TASK LIST
1. Reproduce the passage of the article on empty rates below verbatim, starting at the words "Timothy Morshead QC" and stopping after the words "its rates liability?".
2. Resume the article on mitigating empty rates below, carrying it on from its final sentence.

Expert Insights

Expert Insights

Q&A: Mitigating empty rates

Timothy Morshead QC and James Souter answer queries on schemes to reduce empty rates liability.


My client is paying empty rates for its commercial property while it tries to find a tenant. Can it mitigate its rates liability?




In origin, rates are a tax on occupation of land, not on its ownership. This changed with the introduction of empty rates.

Bolting on a tax on empty property to a tax on occupation has created several anomalies. One of these anomalies might work in favour of ratepayers, like this: empty rates start after three months, but they cease if an occupier can be found who occupies for as little as six weeks. Thus, short-term occupation can “reset” the three-month exemption from empty rates.

Billing authorities are therefore motivated to show that the short-term occupation does not “count” for one reason or another, so that they can collect empty rates on a continuous basis, without any “reset”. For this, in turn, they are motivated to argue that “occupation” has a narrow meaning. But because rating developed as a tax on the occupation of land, rather than ownership of it, the law has developed a broad concept of “occupation” (to capture more tax), not a narrow one. So there is a tension between the general law of rating, and the law of empty rates.

The High Court had to consider this in R (on the application of Principled Offsite Logistics Ltd) v Trafford Council [2018] EWHC 1687 (Admin); [2018] PLSCS 125. Principled were “professional occupiers” occupying otherwise empty property for periods of six weeks by storing boxes (filled with low-value items for eventual resale, but assumed to be worthless for the sake of argument), in return for a share of the rates saved by the owner of the property.

The billing authority argued that “occupation” would only count if it achieved some purpose over and beyond the fact of occupation. Principled argued that “occupation” was present wherever there was an outward presence on land coupled with a volition to occupy.

The court agreed with Principled, largely because otherwise it would have had to make a value judgment to distinguish between different activities, each involving similar outward use of land, but producing different legal consequences. There was no appeal to the Court of Appeal.

Thus, on the basis of the law as presently stated, it is relatively straightforward to achieve a significant mitigation of empty rates. Other rates mitigation schemes have also been considered by the courts.

To some, it seems surprising that empty rates can be so readily mitigated (or, under some schemes, avoided). But (a) empty rates are conceptually unlike conventional rates, so bolting them onto conventional rates is like forcing a square peg into a round hole; and (b) parliament, presumably on purpose, chose not to list rates among the various taxes subject to the general anti-abuse rule introduced in the Finance Act 2013. So perhaps it should not seem so surprising.


My client has been advised about a scheme to mitigate their liability for empty rates which involves granting a series of short-term lettings. They are concerned this will require active management over a period of time and have asked if there are any other mitigation schemes?


There are other mitigation schemes which might be seen as more risky. The Court of Appeal recently approved one in what some consider a surprising decision.

SUPPLIED MATERIAL
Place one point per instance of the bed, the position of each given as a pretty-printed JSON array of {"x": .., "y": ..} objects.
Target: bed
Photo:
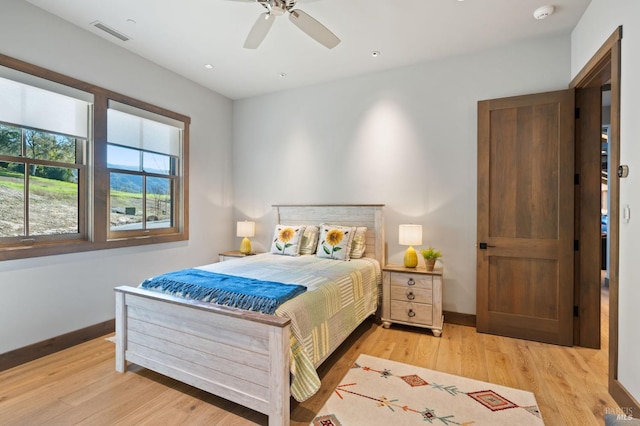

WRITTEN RESPONSES
1.
Timothy Morshead QC and James Souter answer queries on schemes to reduce empty rates liability.


My client is paying empty rates for its commercial property while it tries to find a tenant. Can it mitigate its rates liability?

2.
As we know, rates are a tax on the occupation of land. In cases where there are both freehold and leasehold interests, the liability will fall on the tenant.

But what if the freeholder of empty premises grants a lease in favour of a special-purpose vehicle (SPV) and then puts the SPV into liquidation to avoid payment of rates? This is what happened in Rossendale Borough Council v Hurstwood Properties (A) Ltd and others [2019] EWCA Civ 364; [2019] EGLR 20, which involved two test cases from a group of around 55 cases involving similar mitigation schemes.

It will come as a surprise to many to hear that the Court of Appeal approved this and other similar schemes, finding that the SPVs shielded the freehold owner from any liability to rates.

The court considered two lines of attack by the local authority. The first was that the corporate veil of the SPV should be pierced. The lease was found to be genuine and not a sham and therefore, as a matter of law, from the date of its execution passed the liability for rates to the SPV. The fact that the sole purpose of the lease was to avoid rates was considered to be irrelevant, as were any concerns around the morality of the freeholder’s motivation.

The second line of attack was what is known as the Ramsay principle (WT Ramsay Ltd v Inland Revenue Commissioners [1981] UKHL 1), which involves a purposive approach to the construction of statutes. Having carefully reviewed section 45(1) of the Local Government and Finance Act 1988, the Court of Appeal in Rossendale found that the ownership condition which triggers a liability to business rates was concerned with the immediate entitlement to legal possession. As a matter of law, it was satisfied the moment that a valid lease was granted.

While this decision might come as a surprise, it is probably best summed up by an extract from the judgment of David Richards LJ: “The use of companies to avoid the incidence of tax or [non-domestic rates] can hardly be described as rare or novel. They are frequently inserted in tax avoidance schemes for no reason other than to mitigate or avoid the incidence of one form or another of taxation.”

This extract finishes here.